# Ouch...those first flags sting



## MHR (Jul 23, 2017)

So I don't drive Lyft very much and I just got my 1st two flags. Ouch. Especially cause most of my Lyft pax have been groups of international students in my small town for the Summer.

/Start sarcasm

The cleanliness one bothers me. Everyone is amazed at how clean my car is.

The nav one can go suck it. Take that up with Google. But I also have known every destination I'm headed to so I guess I'm bothered by that one as well.

And who couldn't be bothered to put an adjective in front of the personality comment. Honestly.

So how much do I owe y'all for this brief therapy session.

/End sarcasm


----------



## DrivingForYou (Aug 6, 2017)

MHR said:


> So I don't drive Lyft very much and I just got my 1st two flags. Ouch. Especially cause most of my Lyft pax have been groups of international students in my small town for the Summer.
> The cleanliness one bothers me. Everyone is amazed at how clean my car is.
> The nav one can go suck it. Take that up with Google. But I also have known every destination I'm headed to so I guess I'm bothered by that one as well.
> And who couldn't be bothered to put an adjective in front of the personality comment. Honestly.

+ + + +

Instructions:
[1] Can you reproduce the passage of the Lyft flags thread from "## MHR (Jul" to "brief therapy session.", word for word?
[2] Would you carry on the Lyft flags thread from the point where the quoted reply stops?
The rows that follow have nothing to do with the Lyft flags thread.

Supplied data:
+ + + +

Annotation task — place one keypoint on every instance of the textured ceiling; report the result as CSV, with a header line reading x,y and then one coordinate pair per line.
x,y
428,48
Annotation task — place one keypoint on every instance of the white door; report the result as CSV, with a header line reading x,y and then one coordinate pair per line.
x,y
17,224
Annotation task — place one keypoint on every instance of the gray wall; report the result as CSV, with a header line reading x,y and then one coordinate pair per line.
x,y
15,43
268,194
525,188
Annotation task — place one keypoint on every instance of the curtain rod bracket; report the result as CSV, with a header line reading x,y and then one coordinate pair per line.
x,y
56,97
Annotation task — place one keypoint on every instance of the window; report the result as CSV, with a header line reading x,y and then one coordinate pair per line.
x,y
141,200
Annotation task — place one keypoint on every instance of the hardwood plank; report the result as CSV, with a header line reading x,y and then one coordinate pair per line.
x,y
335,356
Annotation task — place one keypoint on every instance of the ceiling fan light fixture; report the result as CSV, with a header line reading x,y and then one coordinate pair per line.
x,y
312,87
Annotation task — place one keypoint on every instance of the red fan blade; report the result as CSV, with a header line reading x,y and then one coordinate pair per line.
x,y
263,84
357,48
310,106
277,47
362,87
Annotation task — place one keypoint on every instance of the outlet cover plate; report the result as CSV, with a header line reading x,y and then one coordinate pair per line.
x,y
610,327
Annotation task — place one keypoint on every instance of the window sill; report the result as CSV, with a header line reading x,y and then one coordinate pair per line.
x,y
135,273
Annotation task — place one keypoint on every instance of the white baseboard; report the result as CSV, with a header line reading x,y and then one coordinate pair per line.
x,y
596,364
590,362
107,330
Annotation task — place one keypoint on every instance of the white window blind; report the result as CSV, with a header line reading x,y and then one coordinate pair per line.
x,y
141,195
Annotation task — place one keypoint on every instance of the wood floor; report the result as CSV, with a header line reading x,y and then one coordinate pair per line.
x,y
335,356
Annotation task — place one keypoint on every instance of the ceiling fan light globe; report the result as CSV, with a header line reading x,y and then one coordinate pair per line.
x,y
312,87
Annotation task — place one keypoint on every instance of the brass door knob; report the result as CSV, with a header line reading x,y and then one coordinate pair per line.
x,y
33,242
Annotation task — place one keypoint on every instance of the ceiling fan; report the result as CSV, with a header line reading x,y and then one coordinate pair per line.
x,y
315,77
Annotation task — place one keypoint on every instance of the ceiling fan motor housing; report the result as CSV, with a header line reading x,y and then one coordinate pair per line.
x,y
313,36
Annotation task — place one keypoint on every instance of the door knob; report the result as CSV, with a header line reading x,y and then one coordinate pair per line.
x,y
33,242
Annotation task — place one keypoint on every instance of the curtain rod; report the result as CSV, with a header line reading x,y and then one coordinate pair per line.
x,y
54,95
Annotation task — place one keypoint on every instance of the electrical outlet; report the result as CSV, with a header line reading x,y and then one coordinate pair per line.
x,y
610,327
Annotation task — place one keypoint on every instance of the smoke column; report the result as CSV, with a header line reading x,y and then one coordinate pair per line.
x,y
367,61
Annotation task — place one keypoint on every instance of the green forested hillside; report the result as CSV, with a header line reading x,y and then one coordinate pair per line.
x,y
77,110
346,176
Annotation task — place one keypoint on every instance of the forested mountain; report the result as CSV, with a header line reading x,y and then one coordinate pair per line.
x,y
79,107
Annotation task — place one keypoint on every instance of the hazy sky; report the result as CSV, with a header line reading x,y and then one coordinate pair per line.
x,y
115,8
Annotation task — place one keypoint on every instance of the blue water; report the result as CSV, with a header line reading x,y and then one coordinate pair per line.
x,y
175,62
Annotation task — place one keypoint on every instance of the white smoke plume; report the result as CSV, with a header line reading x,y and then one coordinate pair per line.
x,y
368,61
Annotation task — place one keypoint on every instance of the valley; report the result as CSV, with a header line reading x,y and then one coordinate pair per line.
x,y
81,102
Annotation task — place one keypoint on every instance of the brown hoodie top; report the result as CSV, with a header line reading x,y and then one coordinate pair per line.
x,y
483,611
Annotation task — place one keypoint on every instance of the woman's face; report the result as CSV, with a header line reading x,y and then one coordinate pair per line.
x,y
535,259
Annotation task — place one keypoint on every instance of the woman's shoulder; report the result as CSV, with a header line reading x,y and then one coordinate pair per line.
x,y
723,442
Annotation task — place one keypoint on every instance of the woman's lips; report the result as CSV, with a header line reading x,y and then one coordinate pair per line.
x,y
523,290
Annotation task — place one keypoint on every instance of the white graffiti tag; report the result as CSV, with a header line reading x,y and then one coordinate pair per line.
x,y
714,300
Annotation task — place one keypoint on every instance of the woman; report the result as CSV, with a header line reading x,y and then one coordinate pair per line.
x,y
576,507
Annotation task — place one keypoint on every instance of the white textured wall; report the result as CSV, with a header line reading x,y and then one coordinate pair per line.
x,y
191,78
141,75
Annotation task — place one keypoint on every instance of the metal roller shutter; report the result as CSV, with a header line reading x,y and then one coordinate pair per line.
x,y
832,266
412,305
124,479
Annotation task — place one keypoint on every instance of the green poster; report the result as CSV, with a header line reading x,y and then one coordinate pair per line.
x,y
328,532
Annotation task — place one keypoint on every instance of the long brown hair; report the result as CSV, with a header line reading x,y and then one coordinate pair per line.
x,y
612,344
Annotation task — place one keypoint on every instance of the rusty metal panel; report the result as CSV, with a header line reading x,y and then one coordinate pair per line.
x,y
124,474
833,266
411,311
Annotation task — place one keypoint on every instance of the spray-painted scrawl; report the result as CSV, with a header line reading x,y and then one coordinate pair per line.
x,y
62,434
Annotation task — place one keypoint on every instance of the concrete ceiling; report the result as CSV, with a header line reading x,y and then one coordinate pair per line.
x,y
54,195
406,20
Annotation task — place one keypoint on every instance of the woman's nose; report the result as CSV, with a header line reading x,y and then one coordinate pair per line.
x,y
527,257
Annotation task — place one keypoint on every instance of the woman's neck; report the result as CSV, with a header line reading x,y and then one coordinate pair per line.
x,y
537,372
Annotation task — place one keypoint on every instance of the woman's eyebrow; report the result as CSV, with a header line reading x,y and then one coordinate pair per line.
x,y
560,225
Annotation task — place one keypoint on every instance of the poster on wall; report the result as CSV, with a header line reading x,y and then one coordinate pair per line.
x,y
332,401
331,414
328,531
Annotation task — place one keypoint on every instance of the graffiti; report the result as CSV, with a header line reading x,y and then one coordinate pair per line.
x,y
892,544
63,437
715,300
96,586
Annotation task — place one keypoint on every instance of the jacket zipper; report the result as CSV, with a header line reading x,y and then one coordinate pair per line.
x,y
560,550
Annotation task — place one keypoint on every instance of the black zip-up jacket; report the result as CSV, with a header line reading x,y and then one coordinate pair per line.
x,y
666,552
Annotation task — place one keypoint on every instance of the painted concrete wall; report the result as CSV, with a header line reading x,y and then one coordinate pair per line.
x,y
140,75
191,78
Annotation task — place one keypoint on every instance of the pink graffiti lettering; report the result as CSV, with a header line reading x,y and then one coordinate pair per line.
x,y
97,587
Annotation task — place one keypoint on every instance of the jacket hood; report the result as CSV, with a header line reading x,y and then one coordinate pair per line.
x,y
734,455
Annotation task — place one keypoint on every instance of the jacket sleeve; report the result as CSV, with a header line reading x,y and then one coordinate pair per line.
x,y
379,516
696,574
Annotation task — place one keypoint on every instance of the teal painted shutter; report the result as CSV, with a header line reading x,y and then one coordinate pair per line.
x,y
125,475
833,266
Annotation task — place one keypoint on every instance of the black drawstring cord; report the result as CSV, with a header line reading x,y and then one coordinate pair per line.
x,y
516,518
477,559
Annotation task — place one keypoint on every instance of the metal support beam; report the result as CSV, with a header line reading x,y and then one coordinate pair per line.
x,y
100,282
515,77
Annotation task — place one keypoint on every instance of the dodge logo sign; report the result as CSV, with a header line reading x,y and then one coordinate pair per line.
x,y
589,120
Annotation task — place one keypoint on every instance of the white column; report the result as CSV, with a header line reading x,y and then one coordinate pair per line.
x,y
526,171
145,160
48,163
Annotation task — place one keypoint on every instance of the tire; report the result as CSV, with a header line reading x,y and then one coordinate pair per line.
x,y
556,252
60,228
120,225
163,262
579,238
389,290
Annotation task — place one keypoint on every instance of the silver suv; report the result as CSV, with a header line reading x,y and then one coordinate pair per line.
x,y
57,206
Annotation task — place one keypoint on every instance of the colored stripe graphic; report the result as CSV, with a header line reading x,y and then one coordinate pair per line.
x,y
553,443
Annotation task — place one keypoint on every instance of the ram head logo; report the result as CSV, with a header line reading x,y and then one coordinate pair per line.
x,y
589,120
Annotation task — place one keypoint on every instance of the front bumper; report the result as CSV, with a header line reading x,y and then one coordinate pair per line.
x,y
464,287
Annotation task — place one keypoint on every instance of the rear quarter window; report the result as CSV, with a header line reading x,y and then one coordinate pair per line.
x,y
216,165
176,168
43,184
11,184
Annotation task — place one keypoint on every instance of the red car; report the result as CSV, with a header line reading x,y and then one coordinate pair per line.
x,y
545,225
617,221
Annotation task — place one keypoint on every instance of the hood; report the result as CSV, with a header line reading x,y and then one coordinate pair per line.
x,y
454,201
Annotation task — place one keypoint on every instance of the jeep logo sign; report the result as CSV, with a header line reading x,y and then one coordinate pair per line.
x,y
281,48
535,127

+ + + +

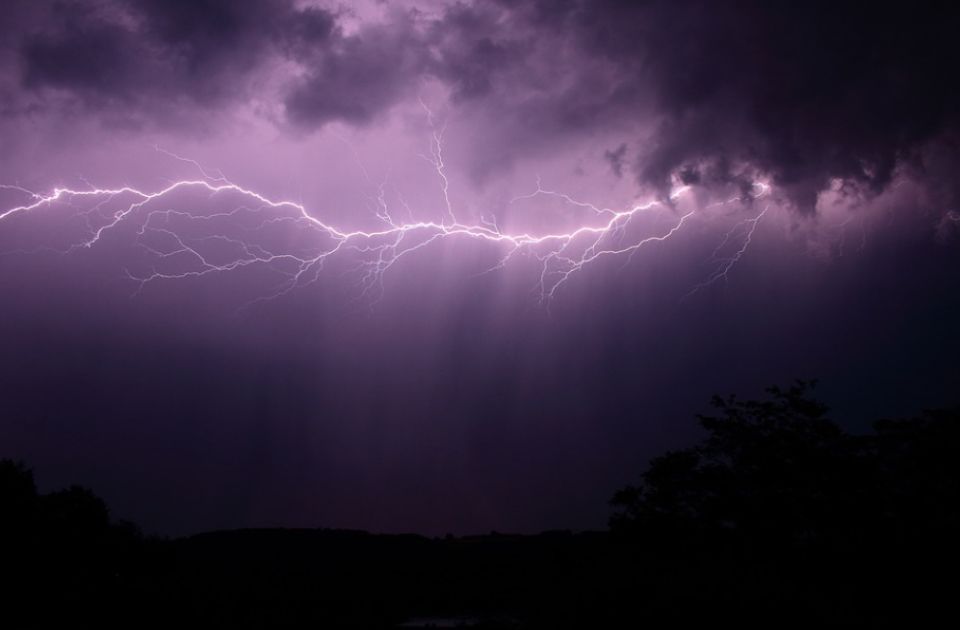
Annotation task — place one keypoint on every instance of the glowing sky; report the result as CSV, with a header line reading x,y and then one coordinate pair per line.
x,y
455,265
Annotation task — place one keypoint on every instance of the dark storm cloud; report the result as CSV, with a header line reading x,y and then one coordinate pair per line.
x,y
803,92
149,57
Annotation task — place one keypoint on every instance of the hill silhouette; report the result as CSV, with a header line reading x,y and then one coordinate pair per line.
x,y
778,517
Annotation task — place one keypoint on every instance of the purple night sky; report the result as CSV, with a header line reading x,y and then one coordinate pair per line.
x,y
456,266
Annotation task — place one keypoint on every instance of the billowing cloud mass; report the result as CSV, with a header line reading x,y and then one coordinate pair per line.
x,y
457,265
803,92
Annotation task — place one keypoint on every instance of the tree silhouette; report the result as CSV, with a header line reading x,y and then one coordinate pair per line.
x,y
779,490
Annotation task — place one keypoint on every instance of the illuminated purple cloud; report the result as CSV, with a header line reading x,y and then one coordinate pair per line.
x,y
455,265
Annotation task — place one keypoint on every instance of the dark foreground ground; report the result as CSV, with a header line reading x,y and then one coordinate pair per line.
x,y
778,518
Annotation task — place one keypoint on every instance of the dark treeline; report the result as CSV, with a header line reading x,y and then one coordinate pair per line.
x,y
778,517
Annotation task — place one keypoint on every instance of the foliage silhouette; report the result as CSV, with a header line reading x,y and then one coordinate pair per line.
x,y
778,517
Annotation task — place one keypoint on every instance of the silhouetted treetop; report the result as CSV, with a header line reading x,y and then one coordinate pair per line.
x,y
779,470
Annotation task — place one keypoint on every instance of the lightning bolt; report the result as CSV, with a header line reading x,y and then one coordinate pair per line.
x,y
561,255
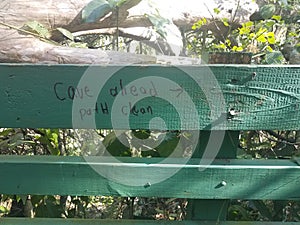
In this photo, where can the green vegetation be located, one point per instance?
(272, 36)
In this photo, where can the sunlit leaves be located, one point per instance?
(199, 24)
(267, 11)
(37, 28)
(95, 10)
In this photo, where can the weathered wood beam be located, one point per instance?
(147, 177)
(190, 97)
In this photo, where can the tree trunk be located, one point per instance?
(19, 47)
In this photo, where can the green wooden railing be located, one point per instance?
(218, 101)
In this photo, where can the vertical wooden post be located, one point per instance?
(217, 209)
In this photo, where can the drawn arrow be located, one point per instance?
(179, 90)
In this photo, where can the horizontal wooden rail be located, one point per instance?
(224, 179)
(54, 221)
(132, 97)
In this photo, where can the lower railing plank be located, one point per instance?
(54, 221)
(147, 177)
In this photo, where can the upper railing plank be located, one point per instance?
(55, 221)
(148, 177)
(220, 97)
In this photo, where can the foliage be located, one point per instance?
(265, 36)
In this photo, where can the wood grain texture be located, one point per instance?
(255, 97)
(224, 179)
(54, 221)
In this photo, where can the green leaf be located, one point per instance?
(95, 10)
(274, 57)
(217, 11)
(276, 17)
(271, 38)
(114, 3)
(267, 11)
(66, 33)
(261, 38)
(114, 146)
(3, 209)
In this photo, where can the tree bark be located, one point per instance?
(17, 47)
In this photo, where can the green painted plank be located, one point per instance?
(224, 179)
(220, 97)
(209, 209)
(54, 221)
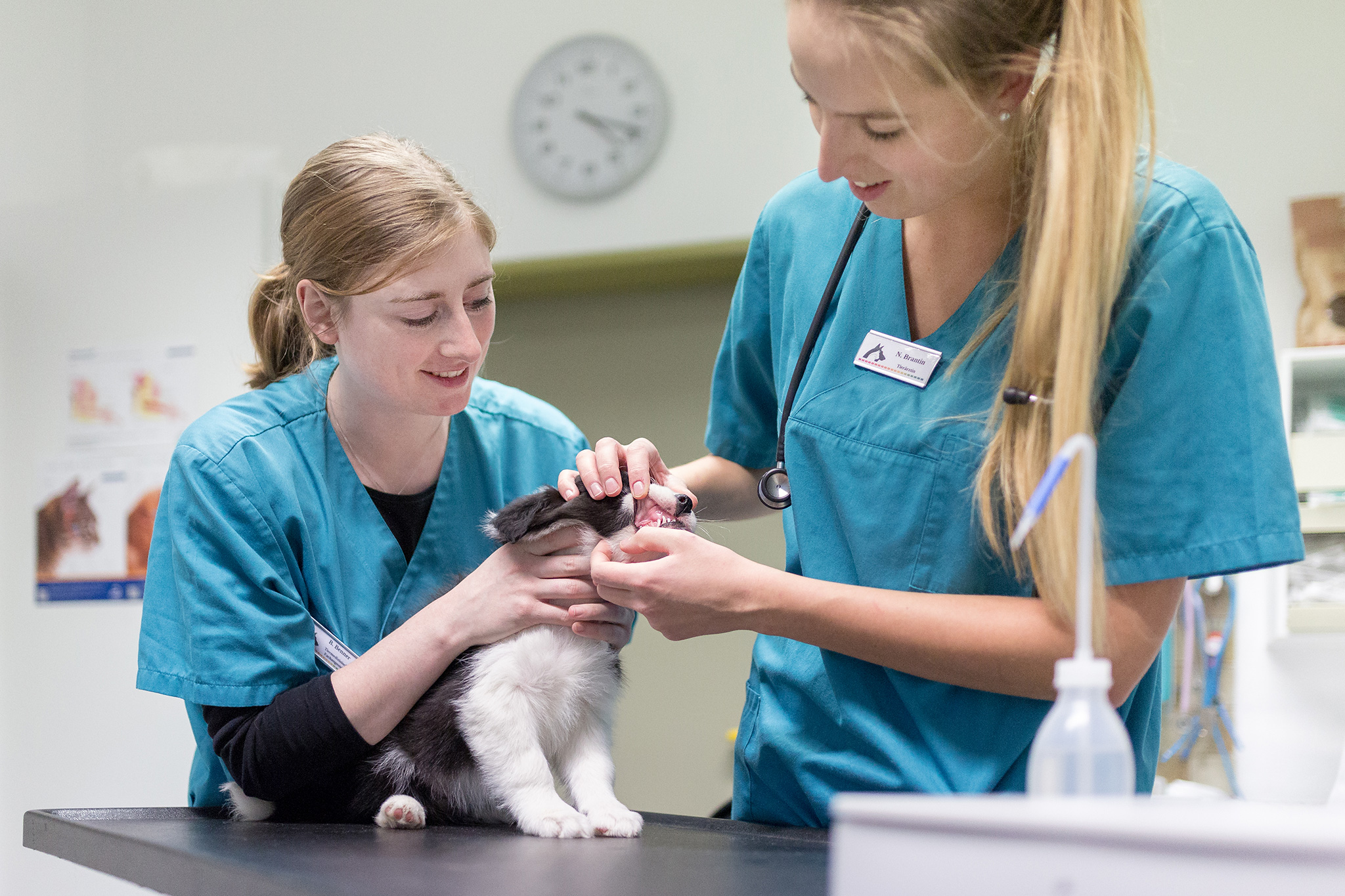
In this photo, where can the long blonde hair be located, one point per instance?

+ + + +

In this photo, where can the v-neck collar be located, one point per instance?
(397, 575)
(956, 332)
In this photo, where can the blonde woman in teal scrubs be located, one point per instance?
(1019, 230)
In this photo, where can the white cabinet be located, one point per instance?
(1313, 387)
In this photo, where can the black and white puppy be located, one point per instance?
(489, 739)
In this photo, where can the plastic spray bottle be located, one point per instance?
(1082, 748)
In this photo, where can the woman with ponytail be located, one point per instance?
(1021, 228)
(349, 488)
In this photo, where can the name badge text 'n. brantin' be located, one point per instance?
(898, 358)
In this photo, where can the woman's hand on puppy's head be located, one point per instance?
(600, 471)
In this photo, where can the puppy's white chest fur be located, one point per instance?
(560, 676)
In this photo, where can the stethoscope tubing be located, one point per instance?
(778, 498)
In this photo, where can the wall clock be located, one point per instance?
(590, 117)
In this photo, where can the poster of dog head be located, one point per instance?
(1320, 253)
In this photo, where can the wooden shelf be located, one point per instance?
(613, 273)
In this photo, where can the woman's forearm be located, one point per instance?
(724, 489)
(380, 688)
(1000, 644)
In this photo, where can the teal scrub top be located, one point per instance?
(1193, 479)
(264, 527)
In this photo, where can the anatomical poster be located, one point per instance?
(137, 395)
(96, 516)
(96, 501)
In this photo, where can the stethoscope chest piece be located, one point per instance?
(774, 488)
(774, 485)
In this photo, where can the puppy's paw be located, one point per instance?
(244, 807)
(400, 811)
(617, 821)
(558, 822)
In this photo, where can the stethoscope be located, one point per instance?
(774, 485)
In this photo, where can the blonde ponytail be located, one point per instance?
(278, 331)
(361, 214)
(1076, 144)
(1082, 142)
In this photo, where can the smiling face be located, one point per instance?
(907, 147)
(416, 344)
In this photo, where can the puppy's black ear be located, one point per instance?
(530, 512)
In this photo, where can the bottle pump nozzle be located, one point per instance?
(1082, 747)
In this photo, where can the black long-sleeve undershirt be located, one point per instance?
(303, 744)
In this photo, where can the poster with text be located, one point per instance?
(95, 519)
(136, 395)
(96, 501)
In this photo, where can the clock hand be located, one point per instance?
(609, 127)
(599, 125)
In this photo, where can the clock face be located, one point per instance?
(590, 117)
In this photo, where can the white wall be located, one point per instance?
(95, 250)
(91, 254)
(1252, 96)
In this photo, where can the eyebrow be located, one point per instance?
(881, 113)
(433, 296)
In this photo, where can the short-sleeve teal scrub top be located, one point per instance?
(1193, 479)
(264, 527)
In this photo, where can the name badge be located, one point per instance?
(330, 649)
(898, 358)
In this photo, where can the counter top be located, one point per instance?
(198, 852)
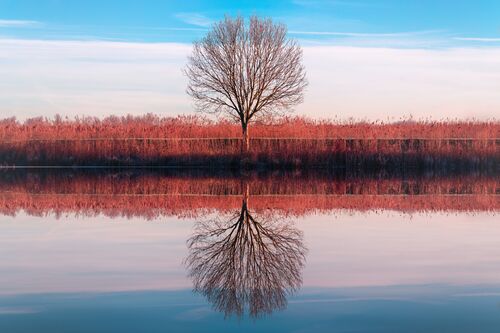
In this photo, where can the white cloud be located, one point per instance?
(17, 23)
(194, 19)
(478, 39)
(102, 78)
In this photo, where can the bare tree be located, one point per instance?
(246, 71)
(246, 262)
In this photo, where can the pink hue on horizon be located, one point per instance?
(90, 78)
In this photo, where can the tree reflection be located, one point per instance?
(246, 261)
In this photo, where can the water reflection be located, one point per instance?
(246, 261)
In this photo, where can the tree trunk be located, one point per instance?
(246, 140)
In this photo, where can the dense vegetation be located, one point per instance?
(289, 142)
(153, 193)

+ + + +

Answers provided:
[1]
## MHR (Jul 23, 2017)

So I don't drive Lyft very much and I just got my 1st two flags. Ouch. Especially cause most of my Lyft pax have been groups of international students in my small town for the Summer.

/Start sarcasm

The cleanliness one bothers me. Everyone is amazed at how clean my car is.

The nav one can go suck it. Take that up with Google. But I also have known every destination I'm headed to so I guess I'm bothered by that one as well.

And who couldn't be bothered to put an adjective in front of the personality comment. Honestly.

So how much do I owe y'all for this brief therapy session.

[2]
> ...


You pissed off one single passenger who was obviously ready to be a jerk.

And you got a positive comment and you're complaining about it??

Write back when you have 100 ratings in a week!


----------



## MHR (Jul 23, 2017)

DrivingForYou said:


> You pissed off one single passenger who was obviously ready to be a jerk.
> 
> And you got a positive comment and you're complaining about it??
> 
> Write back when you have 100 ratings in a week!


Sorry I forgot to type in the 'sarcasm font' so you'd know I was being facetious.

I edited it just for you.


----------



## DrivingForYou (Aug 6, 2017)

LOL


----------



## Jufkii (Sep 17, 2015)

MHR said:


> So I don't drive Lyft very much and I just got my 1st two flags. Ouch. Especially cause most of my Lyft pax have been groups of international students in my small town for the Summer.
> 
> /Start sarcasm
> 
> ...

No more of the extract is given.